***** RECORDS SUPPLIED *****

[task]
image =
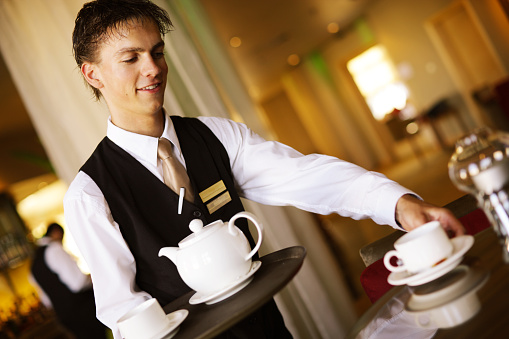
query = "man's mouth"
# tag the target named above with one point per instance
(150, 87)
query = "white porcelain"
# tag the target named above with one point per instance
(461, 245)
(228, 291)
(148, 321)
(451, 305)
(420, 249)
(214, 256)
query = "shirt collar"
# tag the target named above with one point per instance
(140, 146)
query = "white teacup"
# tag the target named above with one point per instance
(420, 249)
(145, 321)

*****
***** RECORDS SUPPLIED *****

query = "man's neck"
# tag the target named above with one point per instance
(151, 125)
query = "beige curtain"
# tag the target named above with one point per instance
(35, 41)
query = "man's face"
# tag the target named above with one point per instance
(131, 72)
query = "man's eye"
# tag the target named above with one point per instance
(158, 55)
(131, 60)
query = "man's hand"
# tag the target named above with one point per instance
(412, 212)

*****

AIM OF THE TASK
Scan the listing for the string "query", then copy every line where it appears.

EXERCISE OUTPUT
query = "man's mouth"
query = "white porcelain"
query = "shirt collar"
query = "white teacup"
query = "man's neck"
query = "beige curtain"
query = "man's face"
query = "man's eye"
query = "man's hand"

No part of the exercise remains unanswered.